From the line that contains "Reviewer note: confirm that every instance of the car rear" to the final line of the records below, print each line exactly and leave every picture out.

___ RECORDED INFORMATION

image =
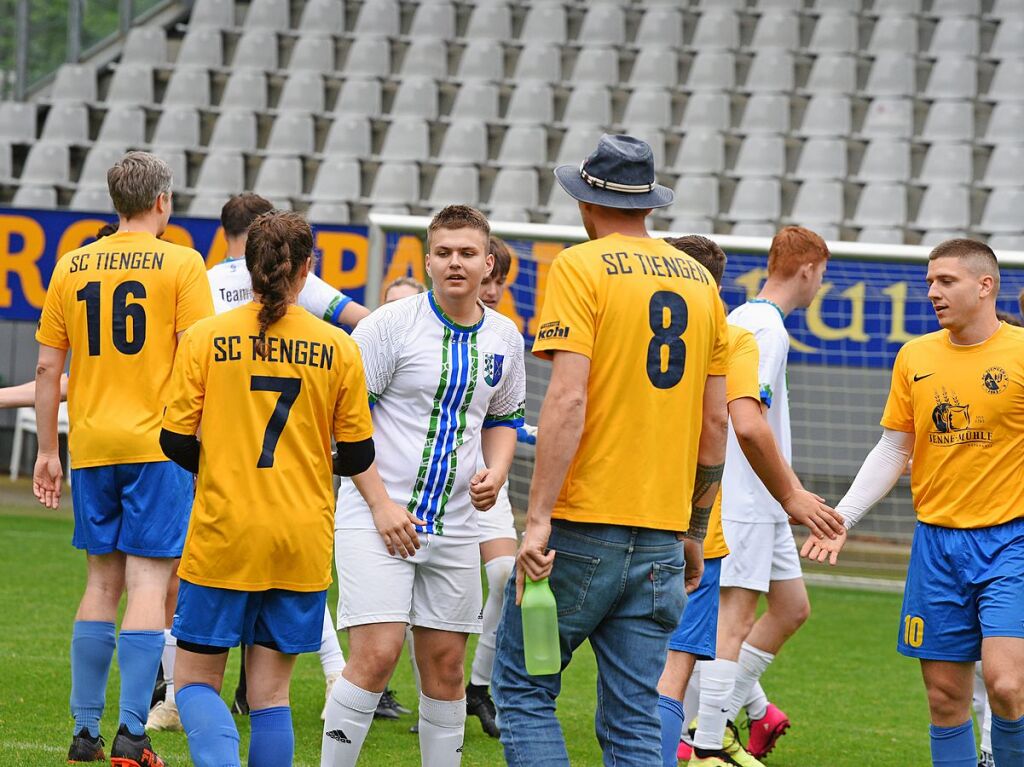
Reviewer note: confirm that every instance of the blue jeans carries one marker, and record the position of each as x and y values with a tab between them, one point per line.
623	589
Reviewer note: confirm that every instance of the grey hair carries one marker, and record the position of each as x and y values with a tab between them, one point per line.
136	180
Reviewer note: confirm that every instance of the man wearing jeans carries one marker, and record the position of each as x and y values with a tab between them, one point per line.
631	435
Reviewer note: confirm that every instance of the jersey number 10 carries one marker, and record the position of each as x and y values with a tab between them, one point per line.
668	335
122	312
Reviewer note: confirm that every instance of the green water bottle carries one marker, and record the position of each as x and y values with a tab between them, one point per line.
540	629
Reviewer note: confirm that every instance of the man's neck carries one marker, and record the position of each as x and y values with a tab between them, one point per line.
624	226
143	224
463	310
779	295
976	332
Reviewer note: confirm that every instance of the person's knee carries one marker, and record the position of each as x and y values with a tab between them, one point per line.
1006	692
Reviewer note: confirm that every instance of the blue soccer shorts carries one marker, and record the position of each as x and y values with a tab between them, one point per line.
962	585
139	509
697	630
290	622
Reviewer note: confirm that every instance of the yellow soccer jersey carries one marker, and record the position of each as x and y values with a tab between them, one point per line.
965	406
650	320
740	381
118	305
263	515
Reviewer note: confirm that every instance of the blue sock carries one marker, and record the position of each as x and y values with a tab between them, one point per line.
91	649
671	712
1008	740
271	741
138	659
953	747
213	739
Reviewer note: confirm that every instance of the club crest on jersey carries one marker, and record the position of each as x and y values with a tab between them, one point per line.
493	368
951	420
995	380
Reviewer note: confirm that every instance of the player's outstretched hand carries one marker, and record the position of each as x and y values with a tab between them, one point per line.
397	527
811	511
534	560
821	549
483	488
47	480
694	563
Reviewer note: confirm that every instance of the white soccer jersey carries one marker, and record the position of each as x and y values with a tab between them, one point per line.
434	386
231	286
744	499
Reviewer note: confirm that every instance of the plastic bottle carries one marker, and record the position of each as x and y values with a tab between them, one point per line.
540	629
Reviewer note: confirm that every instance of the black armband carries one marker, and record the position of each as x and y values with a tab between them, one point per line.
353	458
181	449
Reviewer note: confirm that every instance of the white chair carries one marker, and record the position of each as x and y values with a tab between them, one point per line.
26	421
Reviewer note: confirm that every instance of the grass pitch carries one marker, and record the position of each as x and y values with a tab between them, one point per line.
852	699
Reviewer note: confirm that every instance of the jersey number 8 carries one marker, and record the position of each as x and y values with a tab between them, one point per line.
667	350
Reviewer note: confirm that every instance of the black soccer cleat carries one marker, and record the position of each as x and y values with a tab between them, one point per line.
479	705
85	748
388	699
133	751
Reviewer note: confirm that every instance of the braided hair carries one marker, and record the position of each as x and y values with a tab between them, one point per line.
278	246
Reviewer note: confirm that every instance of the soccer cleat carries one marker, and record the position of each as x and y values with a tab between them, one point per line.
240	705
392	702
685	752
164	716
766	731
734	750
479	705
331	679
85	748
133	751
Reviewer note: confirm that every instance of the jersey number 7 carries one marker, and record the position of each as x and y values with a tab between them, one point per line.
289	389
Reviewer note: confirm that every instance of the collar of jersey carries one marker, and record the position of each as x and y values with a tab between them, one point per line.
445	320
770	303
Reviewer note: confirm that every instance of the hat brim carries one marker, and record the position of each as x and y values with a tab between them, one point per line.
569	179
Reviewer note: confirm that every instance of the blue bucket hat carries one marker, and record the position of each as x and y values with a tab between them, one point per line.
620	173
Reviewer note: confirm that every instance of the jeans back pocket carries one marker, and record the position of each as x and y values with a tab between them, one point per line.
670	594
570	579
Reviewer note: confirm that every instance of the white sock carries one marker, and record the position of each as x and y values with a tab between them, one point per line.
498	570
442	726
717	679
348	715
757	702
412	657
167	661
691	699
753	663
332	659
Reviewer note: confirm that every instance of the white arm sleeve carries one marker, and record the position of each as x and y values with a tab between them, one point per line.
878	474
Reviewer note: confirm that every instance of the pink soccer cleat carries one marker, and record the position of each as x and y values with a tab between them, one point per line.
766	731
684	753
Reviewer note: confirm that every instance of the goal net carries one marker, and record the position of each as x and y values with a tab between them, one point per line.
873	299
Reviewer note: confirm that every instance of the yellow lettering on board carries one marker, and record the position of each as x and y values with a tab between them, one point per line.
77	233
854	330
334	245
897	328
23	262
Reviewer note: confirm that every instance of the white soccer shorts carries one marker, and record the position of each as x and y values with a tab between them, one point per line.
498	522
760	553
437	588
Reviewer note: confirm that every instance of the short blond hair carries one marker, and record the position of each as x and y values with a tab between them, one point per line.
136	180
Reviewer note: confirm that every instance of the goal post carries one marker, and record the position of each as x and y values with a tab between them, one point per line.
873	299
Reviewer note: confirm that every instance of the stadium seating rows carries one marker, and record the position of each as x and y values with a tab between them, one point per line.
895	121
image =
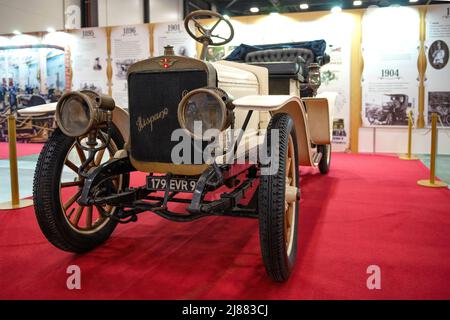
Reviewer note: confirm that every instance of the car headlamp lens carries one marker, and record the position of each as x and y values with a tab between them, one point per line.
205	108
202	110
77	113
75	116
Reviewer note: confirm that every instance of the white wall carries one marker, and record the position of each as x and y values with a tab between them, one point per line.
166	10
119	12
29	16
32	16
394	140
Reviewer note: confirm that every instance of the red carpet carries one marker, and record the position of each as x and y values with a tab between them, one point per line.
367	211
23	149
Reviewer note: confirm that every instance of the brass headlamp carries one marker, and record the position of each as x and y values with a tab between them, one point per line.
208	108
79	112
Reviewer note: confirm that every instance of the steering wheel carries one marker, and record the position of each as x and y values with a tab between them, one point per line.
206	35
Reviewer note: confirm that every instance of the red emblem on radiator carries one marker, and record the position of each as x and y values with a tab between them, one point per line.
166	62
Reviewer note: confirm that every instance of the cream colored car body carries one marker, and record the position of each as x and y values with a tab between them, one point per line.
249	86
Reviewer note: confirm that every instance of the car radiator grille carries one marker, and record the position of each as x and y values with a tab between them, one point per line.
149	95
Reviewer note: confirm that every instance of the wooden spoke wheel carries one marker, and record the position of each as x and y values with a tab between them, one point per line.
278	200
84	219
58	186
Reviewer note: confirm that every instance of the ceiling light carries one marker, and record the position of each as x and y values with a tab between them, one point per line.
336	9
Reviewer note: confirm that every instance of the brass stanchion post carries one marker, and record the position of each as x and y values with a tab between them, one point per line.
409	155
432	183
15	202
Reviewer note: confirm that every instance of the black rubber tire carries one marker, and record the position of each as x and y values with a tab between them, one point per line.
47	205
325	162
271	206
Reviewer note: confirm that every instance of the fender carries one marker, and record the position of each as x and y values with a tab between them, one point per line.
295	107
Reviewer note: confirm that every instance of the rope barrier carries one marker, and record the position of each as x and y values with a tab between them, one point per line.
409	155
15	202
432	182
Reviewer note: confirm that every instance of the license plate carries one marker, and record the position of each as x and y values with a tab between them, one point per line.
175	184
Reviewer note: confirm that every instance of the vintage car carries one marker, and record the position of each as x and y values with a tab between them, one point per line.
81	184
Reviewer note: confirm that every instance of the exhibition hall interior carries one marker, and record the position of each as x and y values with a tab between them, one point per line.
214	149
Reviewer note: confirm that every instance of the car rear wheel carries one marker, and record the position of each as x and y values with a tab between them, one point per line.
57	187
325	161
278	203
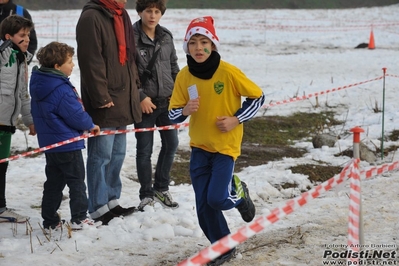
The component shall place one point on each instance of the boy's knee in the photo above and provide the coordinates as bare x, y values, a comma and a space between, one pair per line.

______

__ANSWER BOX__
Reviewer note: confirm that every instance of the car rear wheel carries one marker, and record the position of each as x and y values with a tab between them, one point per line.
57	187
325	161
278	203
The component shall place one point on each instance of the boy's knee in the photo above and provide the coordinates as bare x, y values, a comma and a space between, one pair per line.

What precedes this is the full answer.